__Passage__:
BEGIN

In March, Eliot House residents discovered that the sign on the gender-neutral bathroom near their dining hall had been taken down. Someone had taped up a colored version of the original sign by the end of the day.
In March, Eliot House residents discovered that the sign on the gender-neutral bathroom near their dining hall had been taken down. Someone had taped up a colored version of the original sign by the end of the day.
By Brian P. Yu, Crimson Staff Writer

UPDATED: March 22, 2016, at 12:01 a.m.

When the Undergraduate Council convened for its first meeting of the year in January, Student Life Committee Chair Berkeley Brown ’18 laid out one of her primary objectives: increasing campus accessibility.

“We have some really big projects this semester,” Brown said during the meeting. “Number one is making campus more accessible, making resources for people with disabilities more known, [and] making strides for gender-neutral bathrooms on campus.”

Since that meeting, the UC’s Student Life Committee has focused on increasing accessibility in a variety of areas, from gender-neutral bathrooms to printing.

Earlier this month, Eliot House residents discovered the sign on the gender-neutral bathroom near their dining hall had been taken down, and someone taped up a colored version of the original sign by the end of the day.
Earlier this month, Eliot House residents discovered the sign on the gender-neutral bathroom near their dining hall had been taken down, and someone taped up a colored version of the original sign by the end of the day. By Ignacio Sabate

Although the College has added some gender-neutral restrooms in recent years, including several in Adams House last September, several students said they feel that progress is inadequate, according to Queer Students and Allies Co-Chair Ted G. Waechter ’18.

“Generally, Harvard is a really tough place for queer and trans students,” Waechter said. “There is an extremely insufficient number of gender-neutral restrooms. Although some of the Houses have started adding gender-neutral restrooms, there still really aren’t enough in residential areas.”

“There’s no reason why a single stall bathroom shouldn’t be a gender-neutral bathroom,” Waechter, a Crimson Editorial writer, added.

END

[Image point grounding data]

BEGIN

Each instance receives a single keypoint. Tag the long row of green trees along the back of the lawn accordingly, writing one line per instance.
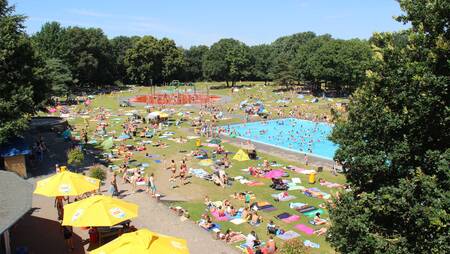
(85, 57)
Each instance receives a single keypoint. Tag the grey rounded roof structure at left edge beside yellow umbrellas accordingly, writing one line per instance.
(15, 202)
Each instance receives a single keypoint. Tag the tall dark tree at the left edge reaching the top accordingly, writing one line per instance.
(22, 86)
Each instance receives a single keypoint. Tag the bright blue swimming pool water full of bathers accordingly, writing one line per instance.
(293, 134)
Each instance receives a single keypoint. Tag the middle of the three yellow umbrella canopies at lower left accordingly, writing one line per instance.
(98, 211)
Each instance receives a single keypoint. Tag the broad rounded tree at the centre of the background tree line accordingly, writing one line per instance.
(228, 60)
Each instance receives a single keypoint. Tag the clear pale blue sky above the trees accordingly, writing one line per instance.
(193, 22)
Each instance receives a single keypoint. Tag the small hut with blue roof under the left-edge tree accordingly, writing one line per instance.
(14, 156)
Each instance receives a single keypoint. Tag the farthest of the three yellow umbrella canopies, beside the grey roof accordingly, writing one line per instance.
(66, 183)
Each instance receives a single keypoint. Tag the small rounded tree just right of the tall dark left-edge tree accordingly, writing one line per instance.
(59, 76)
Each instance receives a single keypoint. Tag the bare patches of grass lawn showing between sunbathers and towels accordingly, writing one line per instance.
(195, 205)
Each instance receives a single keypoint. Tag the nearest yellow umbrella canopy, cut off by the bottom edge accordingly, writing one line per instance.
(144, 241)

END

__Tasks to carry out__:
1. List every person named in the article about gender-neutral bathrooms at Harvard.
2. Write the next few paragraphs of the article about gender-neutral bathrooms at Harvard, starting after its final sentence.
The records were drawn from a separate source.

__Answers for this exercise__:
1. Brian P. Yu, Ignacio Sabate, Berkeley Brown, Ted G. Waechter

2.
In addition to expanding access to gender-neutral restrooms during House renovations, Waechter said the College should also more actively publicize the locations of such restrooms. Brown said the UC “found that there’s no real database anywhere that says where gender-neutral bathrooms are.”

According to Brown, the Student Life Committee is working on gathering information about gender-neutral bathrooms on campus, with the eventual objective of making the information more publicly accessible to students.

“Our goal is to have a list, or maybe someday an integrated map with the Harvard map that says ‘These are where the gender-neutral bathrooms are,’” Brown said.

Student Life Committee member Scott Xiao ’19 also suggested that improving signage on and near gender-neutral bathrooms could help improve student awareness.

Although the UC has pushed for increased access to gender-neutral restrooms since the beginning of the semester, Xiao said the recent destruction of a gender-neutral bathroom sign in Eliot House—an act which Eliot House Faculty Dean Gail O’Keefe called “vandalism”—proved particularly concerning.

In addition to working on gender-neutral bathrooms, the Student Life Committee is also planning other projects to improve accessibility on campus. In particular, the committee is working on an initiative to make student organization leaders more aware of which rooms are accessible.

“If you have common rooms, some of them are accessible, some of them aren’t,” Xiao said. “When you have student leaders planning events, they need to know if a common room is accessible or not to take that into account.”

According to Brown, the committee is coordinating with building administrators and the Harvard College Disability Alliance to identify which rooms are accessible. Eventually, her plan is to put information about the accessible rooms on RoomBook, the online system through which student organizations can reserve rooms for meetings.

“Our goal is to make sure that when people are planning events [or] booking rooms, that this is at the forefront of their minds,” Brown said.

“Everybody wants meetings or events to be as accessible as possible,” Xiao said. “The main issue right now is that it’s hard to find that information.”

Xiao, who is also a member of the Freshman Class Committee, pointed to the six new printers in freshmen dorm buildings and a laundry room that will be constructed in Matthews this summer as instances where the UC has succeeded at improving accessibility.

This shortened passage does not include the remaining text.